_PROBLEMS TO SOLVE_:
1: What title does the seminar announcement give for the seminar?
2: Carry on the seminar announcement from the point where it stops.

_EXTRACTED TEXT_:

###

HIS-Seminar-ML
27.08.2013In the upcoming winter semester I will teach machine learning in my seminar “Elective Subjects V Current Topics in HIS”. The seminar title is “Big Data, Machine Learning and SVMs” as we will cover support vector machines (SVMs) as well. The seminar deals with the fascinating area of learning from data, i.e. how to make machines learn from existing data in order to being able to make predictions. This subject is an interesting mix of mathematics (old-school statistics and new research based on ideas such as Vapnik-Chervonenkis (VC) dimension) and heuristics based on practical engineering experience, i.e. algorithms that “just work”. Machine learning, a branch of artificial intelligence - sometimes also called statistical learning theory or computational learning theory -, is important in many fields including bio-informatics, medical diagnosis, computer vision, game playing, speech recognition, investment banking - yes, the (in) famous quants at Wall Street use it, too, search engines and many more.
Machine learning is also related to Big Data which is a (marketing) term for a collection of data sets too large and complex to process them the traditional way and henceforce demands artificial intelligence to process. Recently, machine learning has gained interest due to the NSA (and related) scandals, too.

###

[Data items]

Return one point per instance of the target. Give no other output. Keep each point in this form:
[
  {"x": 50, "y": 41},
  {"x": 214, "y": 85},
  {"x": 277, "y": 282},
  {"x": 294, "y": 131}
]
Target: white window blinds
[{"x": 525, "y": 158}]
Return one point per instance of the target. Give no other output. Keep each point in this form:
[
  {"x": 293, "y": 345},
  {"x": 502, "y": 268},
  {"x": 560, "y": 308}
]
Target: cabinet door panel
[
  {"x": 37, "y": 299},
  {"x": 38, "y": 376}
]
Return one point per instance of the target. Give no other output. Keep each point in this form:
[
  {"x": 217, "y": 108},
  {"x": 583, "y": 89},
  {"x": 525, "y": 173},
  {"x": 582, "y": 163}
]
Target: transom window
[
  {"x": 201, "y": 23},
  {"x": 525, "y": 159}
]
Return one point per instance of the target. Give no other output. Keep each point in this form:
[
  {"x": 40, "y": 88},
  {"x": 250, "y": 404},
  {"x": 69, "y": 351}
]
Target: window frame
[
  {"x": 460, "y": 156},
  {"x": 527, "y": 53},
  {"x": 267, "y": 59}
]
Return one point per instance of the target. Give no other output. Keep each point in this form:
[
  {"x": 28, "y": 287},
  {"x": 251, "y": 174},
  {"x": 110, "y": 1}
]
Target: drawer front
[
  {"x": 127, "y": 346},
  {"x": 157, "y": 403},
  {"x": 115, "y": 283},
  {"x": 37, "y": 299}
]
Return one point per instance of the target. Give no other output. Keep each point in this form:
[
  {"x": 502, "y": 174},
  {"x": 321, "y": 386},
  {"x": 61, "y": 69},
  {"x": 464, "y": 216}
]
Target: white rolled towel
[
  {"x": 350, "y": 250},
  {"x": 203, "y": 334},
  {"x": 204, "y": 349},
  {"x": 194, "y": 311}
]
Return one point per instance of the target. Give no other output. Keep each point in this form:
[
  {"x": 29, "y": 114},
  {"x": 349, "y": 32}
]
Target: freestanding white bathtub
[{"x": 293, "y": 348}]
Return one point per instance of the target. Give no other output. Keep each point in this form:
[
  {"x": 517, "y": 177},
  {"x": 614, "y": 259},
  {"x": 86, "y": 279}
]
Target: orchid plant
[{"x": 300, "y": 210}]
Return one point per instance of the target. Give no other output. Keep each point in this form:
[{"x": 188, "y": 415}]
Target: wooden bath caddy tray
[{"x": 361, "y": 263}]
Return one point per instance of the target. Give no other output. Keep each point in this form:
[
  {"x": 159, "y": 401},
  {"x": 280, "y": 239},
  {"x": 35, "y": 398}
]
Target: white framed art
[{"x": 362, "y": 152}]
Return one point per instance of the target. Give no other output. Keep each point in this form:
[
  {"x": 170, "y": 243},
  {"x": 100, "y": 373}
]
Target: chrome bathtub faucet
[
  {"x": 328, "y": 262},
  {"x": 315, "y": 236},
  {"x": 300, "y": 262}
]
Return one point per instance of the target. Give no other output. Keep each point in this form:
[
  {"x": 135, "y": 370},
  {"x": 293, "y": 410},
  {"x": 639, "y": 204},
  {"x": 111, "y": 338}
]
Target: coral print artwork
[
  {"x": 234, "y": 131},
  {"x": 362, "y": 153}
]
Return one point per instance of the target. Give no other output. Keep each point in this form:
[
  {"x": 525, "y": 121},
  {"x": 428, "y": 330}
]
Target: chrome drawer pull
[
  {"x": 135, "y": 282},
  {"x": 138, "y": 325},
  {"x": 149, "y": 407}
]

###

_PER-TASK ANSWERS_:
1: "Big Data, Machine Learning and SVMs"

2:
The seminar is based partially on the excellent introductory book “Learning from data : a short course” by Yaser S. Abu-Mostafa , Malik Magdon-Ismail and Hsuan-Tien Lin, AMLbook, 2012, ISBN: 1-60049-006-9. You will find it in our library and there will be one copy available as a “Semesterapparat” for everybody to look into and make photocopies. There are excellent video lectures available, too.
Talks cover the following the subjects (not necessarily in this order or granularity):
- The Learning Problem (Setup and Feasibility)
- Theory of Generalization, including VC dimension
- The Generalization Bound
- Bias and Variance
- The Linear Model(s), Perceptron
- Logistic Regression
- Non-Linear Transformation
- Theory of Support Vector Machines, including connection to VC theory, kernels and implementation aspects
- Overfitting
- Learning Principles and Practical Advice
Depending on the audience we can illustrate some of the ideas and algorithms with practical implementations based on the R language. Relevant packages include class, kknn, and e1071. Perhaps also ElemStatLearn.
Please note, that although this is a course for the third semester in HIS, everybody with an interest in the subject and no fear of elegant mathematics (you will get help!) is invited to participate. Those of you who want to receive credits for their participation (talk and written elaboration is required) have to register in the HIS-System, please ask the PA for details. Shall You need more information do not hesitate to contact me.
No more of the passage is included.